— Begin Excerpt —

[libvirt] RFC: Exposing "ready" bool (of `query-block-jobs`) or QMP BLOCK_JOB_READY event

Kashyap Chamarthy kchamart at redhat.com
Thu Oct 6 12:31:39 UTC 2016


On Thu, Oct 06, 2016 at 01:34:59PM +0200, Peter Krempa wrote:
> On Thu, Oct 06, 2016 at 12:26:50 +0200, Kashyap Chamarthy wrote:

[...]

> > And, libvirt was fixed to use the above field in this commit (available
> > in libvirt v1.2.18 or above):
> > 
> >     http://libvirt.org/git/?p=libvirt.git;a=commitdiff;h=eae5924 -- qemu:
> >     Update state of block job to READY only if it actually is ready [1]
> > 
> > RFC
> > ---
> > 
> > Currently libvirt block APIs (& consequently higher-level applications
> > like Nova which use these APIs) rely on polling for job completion via
> 
> libvirt is _not_ polling the data. Libvirt relies on the events from
> qemu which are also exposed as libvirt events.

Err, you're right.  I know you mean the below enum:

    enum virConnectDomainEventBlockJobStatus {
    
    VIR_DOMAIN_BLOCK_JOB_COMPLETED  =   0
    VIR_DOMAIN_BLOCK_JOB_FAILED     =   1
    VIR_DOMAIN_BLOCK_JOB_CANCELED   =   2
    VIR_DOMAIN_BLOCK_JOB_READY      =   3
    VIR_DOMAIN_BLOCK_JOB_LAST       =   4
    }

Which are used internally in the event processing code in
qemuBlockJobEventProcess() [libvirt/src/qemu/qemu_blockjob.c] that is
used to update the disk mirroring state based on events from QEMU.
 
> > virDomainGetBlockJobInfo(), which uses QMP `query-block-jobs`, and
> > waits for QEMU to report "offset" == "len", which translates to
> > libvirt "cur" == "end".  Based on this, libvirt can take an action
> > (whether to gracefully abort, or pivot to the copy in case of a COPY
> > job).
> 
> Again false. Internally we honor the ready state

Oops, I do realize that libvirt honors seen the 'ready' boolean -- I
even mentioned the libvirt commit message (eae5924) from you in the
beginning, which handles it.

> and applications like
> virsh have code in place that waits for the async events and act after
> receiving them.

Yep, I remember Eric mentioning the other day that `virsh` is setup to
capture libvirt events.  So I briefly went through the
virshBlockJobWait() in tools/virsh-domain.c where you see that:

		[...]
        /* Fallback behaviour is only needed if one or both callbacks could not
         * be registered */
        if (data->cb_id < 0 || data->cb_id2 < 0) {
            /* If the block job vanishes, synthesize a COMPLETED event */
            if (result == 0) {
                ret = VIR_DOMAIN_BLOCK_JOB_COMPLETED;
                break;
            }

            /* If the block job hits 100%, wait a little while for a possible
             * event from libvirt unless both callbacks could not be registered
             * in order to synthesize our own READY event */
            if (info.end == info.cur &&
                ((data->cb_id < 0 && data->cb_id2 < 0) || --retries == 0)) {
                ret = VIR_DOMAIN_BLOCK_JOB_READY;
                break;
            }
        }
		[...]

> > Since QEMU reports the "ready": true field (followed by a
> > BLOCK_JOB_READY QMP event).  It would be helpful if libvirt expose this
> > via an API, so upper layers could instead use that, rather than polling.

— End Excerpt —

| What you will do |
(A) In the libvirt mailing-list message, which libvirt version first includes the commit that updates a block job's state to READY only when it is actually ready?
(B) List every constant in the virConnectDomainEventBlockJobStatus enum that the libvirt mailing-list message shows.
(C) Carry the libvirt mailing-list message on from its last line.

— Begin Entries —

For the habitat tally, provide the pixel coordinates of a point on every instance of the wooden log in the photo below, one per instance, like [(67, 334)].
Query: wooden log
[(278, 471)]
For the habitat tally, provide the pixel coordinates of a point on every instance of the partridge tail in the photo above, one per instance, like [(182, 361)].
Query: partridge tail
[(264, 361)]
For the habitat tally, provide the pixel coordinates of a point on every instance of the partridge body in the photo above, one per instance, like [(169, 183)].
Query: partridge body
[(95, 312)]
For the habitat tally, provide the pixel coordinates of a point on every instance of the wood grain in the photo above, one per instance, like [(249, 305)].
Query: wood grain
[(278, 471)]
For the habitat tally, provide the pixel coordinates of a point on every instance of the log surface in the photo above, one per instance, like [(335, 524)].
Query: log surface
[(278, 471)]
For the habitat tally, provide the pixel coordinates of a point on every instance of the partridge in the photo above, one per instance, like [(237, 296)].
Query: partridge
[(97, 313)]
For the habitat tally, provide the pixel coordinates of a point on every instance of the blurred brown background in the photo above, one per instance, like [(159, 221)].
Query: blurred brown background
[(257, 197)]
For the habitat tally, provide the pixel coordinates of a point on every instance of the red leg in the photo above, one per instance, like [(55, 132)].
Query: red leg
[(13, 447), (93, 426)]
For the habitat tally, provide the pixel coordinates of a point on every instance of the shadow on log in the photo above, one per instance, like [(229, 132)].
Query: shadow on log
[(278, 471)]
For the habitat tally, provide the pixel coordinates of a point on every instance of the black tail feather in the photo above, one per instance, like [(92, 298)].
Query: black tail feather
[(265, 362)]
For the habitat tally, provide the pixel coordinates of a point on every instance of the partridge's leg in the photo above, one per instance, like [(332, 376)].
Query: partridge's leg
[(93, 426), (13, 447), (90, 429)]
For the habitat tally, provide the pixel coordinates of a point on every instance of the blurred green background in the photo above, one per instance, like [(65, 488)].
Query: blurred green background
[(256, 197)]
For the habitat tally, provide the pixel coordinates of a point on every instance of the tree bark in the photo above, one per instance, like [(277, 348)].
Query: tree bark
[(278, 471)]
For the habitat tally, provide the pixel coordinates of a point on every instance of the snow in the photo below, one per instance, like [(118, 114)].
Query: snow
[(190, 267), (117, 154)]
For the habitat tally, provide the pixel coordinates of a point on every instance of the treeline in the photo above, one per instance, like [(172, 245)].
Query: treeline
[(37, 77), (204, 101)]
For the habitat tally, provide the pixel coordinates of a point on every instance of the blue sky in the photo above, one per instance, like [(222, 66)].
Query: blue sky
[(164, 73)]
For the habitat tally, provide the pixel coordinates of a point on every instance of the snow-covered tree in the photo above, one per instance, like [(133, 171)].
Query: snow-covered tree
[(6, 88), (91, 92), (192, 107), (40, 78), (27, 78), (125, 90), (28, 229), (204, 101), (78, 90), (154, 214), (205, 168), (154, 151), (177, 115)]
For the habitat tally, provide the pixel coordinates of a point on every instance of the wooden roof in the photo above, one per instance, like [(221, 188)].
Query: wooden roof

— End Entries —

| Answers to the problems |
(A) libvirt v1.2.18

(B) VIR_DOMAIN_BLOCK_JOB_COMPLETED, VIR_DOMAIN_BLOCK_JOB_FAILED, VIR_DOMAIN_BLOCK_JOB_CANCELED, VIR_DOMAIN_BLOCK_JOB_READY, VIR_DOMAIN_BLOCK_JOB_LAST

(C)
> 
> We expose the state of the copy job in the XML and forward the READY
> event from qemu to the users.

Yep, I see that in the QMP traffic:

-----
2016-10-04 15:54:52.333+0000: 30550: info : qemuMonitorIOProcess:423 :
QEMU_MONITOR_IO_PROCESS: mon=0x7fa43000ee60 buf={"timestamp":
{"seconds": 1475596492, "microseconds": 333414}, "event":
 "BLOCK_JOB_READY", "data": {"device": "drive-virtio-disk1", "len":
  1073741824, "offset": 1073741824, "speed": 0, "type": "mirror"}}
-----
 
> A running copy job exposes itself in the xml as:
> 
>     <disk type='file' device='cdrom'>
>       <driver name='qemu' type='raw'/>
>       <source file='/var/lib/libvirt/images/systemrescuecd-x86-4.8.0.iso'/>
>       <backingStore/>
>       <mirror type='file' file='/tmp/ble.img' format='raw' job='copy'>
>         <format type='raw'/>
>         <source file='/tmp/ble.img'/>
>       </mirror>
>       [...]
>     </disk>
> 
> While the ready copy job is exposed as:
> 
>     <disk type='file' device='cdrom'>
>       <driver name='qemu' type='raw'/>
>       <source file='/var/lib/libvirt/images/systemrescuecd-x86-4.8.0.iso'/>
>       <backingStore/>
>       <mirror type='file' file='/tmp/ble.img' format='raw' job='copy' ready='yes'>
>         <format type='raw'/>
>         <source file='/tmp/ble.img'/>
>       </mirror>
>       [...]
>     </disk>

Thanks for the XML snippets.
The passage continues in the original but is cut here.